■ **WORK INSTRUCTIONS**
[1] Transcribe the DEVONthink capture discussion starting at "I’ll then examine" and ending at "this week’s issue.".
[2] According to the DEVONthink capture discussion, what makes capture within the DEVONthink 2 browser so convenient?

-------- PROVIDED TEXT --------

I’ll then examine the downloaded articles in each Tab. If I wish to capture a PDF, I Control-click in the window and choose the contextual menu option, “Capture as PDF”. That’s all there is to that. The PDF is now in my database. This one is “Astronomy’s Greatest Hits” displaying advances in astronomy from 1609 to 2009. Now I’ll close that Tab and take a look at the next article I’ve identified for possible capture from this week’s issue.

Actually, I usually capture articles from Science Magazine as rich text from the HTML view, for other reasons.

Between the Services options and the contextual menu options, I have a much wider and very convenient choice of options within the DEVONthink 2 browser for capture to my database; plain or rich text, PDF, HTML and WebArchive, all available with a keyboard shortcut or the choice among contextual menu options.

Thanks! The folder action does the trick, but I would like to be able to browse within DTPO as you describe.

-------- ENTRIES SUPPLIED --------

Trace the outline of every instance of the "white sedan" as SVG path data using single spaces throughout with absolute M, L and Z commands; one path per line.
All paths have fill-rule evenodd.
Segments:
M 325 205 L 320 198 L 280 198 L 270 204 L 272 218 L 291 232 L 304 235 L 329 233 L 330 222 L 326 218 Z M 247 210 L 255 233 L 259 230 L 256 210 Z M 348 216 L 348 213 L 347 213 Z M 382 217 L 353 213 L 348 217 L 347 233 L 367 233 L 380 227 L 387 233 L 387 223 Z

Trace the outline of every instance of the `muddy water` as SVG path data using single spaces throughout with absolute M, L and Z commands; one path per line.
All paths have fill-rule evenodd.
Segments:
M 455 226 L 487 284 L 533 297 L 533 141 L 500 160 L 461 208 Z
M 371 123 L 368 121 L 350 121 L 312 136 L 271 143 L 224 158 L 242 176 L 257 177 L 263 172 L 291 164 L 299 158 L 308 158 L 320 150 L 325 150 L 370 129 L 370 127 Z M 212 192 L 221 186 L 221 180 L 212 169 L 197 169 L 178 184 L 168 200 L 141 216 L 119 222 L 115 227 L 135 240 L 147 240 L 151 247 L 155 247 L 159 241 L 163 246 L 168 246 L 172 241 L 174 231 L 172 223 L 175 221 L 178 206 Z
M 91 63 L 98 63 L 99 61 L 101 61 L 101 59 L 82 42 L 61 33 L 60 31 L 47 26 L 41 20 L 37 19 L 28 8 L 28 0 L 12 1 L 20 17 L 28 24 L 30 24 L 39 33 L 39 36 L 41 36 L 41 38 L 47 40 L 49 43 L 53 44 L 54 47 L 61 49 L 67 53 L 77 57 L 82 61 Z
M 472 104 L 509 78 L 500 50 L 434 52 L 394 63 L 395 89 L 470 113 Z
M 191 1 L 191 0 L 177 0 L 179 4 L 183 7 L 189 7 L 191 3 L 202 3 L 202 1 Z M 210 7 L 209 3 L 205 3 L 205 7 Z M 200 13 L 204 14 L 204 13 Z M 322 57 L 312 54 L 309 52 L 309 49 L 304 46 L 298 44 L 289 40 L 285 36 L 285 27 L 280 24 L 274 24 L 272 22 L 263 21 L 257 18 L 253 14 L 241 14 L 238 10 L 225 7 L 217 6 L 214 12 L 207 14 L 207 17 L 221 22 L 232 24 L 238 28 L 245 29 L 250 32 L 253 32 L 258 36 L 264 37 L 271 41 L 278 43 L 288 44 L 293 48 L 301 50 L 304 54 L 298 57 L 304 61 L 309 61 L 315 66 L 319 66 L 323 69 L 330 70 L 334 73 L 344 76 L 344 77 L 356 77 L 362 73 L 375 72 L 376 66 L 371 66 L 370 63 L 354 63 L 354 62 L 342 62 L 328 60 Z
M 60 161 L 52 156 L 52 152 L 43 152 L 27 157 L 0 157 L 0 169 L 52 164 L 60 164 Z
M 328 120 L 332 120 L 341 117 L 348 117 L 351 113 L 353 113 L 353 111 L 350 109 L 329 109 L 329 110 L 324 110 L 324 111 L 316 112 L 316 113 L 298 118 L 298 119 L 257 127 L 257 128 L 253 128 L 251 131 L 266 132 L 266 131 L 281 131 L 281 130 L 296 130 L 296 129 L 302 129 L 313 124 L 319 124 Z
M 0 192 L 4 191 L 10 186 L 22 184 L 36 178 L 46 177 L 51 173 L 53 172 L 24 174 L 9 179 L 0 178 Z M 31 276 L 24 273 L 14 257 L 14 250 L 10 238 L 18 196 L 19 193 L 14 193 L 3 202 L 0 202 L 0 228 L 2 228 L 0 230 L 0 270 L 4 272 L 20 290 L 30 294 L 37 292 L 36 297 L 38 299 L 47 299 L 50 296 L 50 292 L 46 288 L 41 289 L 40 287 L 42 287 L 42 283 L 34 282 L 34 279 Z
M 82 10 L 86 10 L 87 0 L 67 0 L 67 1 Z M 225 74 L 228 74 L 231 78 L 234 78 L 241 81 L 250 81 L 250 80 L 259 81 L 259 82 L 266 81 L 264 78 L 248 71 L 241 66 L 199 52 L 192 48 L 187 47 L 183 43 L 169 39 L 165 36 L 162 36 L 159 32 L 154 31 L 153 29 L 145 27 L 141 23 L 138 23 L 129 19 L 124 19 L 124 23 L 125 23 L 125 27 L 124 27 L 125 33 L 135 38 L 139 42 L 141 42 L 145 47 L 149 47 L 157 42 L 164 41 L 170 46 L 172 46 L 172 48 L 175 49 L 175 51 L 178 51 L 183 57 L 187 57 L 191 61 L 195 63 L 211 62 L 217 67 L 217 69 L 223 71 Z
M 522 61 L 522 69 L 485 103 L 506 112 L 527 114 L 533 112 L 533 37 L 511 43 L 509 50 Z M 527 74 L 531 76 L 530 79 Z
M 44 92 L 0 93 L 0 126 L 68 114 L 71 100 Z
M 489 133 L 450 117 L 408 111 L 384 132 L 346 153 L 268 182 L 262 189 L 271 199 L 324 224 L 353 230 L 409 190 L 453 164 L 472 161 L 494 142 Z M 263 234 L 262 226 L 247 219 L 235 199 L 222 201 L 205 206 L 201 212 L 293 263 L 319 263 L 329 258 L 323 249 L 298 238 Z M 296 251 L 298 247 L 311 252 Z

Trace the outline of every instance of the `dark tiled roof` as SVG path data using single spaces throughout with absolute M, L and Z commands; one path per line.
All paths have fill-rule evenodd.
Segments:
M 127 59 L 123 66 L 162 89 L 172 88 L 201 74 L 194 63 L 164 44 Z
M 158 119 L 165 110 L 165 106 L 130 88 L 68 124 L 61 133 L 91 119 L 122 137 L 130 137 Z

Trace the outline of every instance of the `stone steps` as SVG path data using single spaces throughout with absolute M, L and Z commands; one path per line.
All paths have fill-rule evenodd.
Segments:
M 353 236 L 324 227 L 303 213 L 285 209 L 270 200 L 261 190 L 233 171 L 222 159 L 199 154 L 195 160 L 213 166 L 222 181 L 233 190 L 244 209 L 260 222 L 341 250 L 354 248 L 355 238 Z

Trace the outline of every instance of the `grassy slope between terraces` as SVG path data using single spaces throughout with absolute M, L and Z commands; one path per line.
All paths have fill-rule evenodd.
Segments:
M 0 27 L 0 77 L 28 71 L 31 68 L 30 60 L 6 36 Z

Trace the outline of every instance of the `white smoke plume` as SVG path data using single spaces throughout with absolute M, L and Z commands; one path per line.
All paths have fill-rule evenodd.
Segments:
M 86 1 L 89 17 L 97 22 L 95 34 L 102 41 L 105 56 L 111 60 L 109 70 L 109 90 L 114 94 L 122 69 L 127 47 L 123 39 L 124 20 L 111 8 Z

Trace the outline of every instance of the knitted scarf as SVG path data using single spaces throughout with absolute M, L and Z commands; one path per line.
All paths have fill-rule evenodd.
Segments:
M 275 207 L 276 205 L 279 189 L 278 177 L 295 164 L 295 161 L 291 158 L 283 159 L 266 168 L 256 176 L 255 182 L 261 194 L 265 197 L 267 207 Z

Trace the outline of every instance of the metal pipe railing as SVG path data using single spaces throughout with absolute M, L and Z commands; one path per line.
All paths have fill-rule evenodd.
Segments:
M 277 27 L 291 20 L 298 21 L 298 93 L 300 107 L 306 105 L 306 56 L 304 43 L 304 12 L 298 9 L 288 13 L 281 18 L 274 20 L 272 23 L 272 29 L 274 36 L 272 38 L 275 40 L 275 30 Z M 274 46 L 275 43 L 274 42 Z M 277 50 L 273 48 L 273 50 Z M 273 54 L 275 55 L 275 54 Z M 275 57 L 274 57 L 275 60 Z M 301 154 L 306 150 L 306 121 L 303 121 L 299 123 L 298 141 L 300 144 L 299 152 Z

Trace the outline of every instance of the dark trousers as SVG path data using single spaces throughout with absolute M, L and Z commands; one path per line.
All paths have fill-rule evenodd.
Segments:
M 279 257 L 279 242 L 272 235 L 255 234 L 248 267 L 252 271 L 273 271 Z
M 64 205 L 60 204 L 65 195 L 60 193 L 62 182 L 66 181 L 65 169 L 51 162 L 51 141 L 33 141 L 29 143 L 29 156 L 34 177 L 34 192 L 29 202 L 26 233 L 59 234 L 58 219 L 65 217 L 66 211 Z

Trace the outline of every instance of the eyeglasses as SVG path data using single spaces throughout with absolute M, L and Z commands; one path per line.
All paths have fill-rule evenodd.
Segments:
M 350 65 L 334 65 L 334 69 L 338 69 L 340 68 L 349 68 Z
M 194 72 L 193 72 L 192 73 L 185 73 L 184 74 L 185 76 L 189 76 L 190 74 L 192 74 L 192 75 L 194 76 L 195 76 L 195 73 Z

--------

■ **RESULTS OF THE TASKS**
[1]
I’ll then examine the downloaded articles in each Tab. If I wish to capture a PDF, I Control-click in the window and choose the contextual menu option, “Capture as PDF”. That’s all there is to that. The PDF is now in my database. This one is “Astronomy’s Greatest Hits” displaying advances in astronomy from 1609 to 2009. Now I’ll close that Tab and take a look at the next article I’ve identified for possible capture from this week’s issue.

[2] The Services options and the contextual menu options together offer a much wider choice of capture formats: plain or rich text, PDF, HTML and WebArchive. Each format is available through a keyboard shortcut or a choice among the contextual menu options.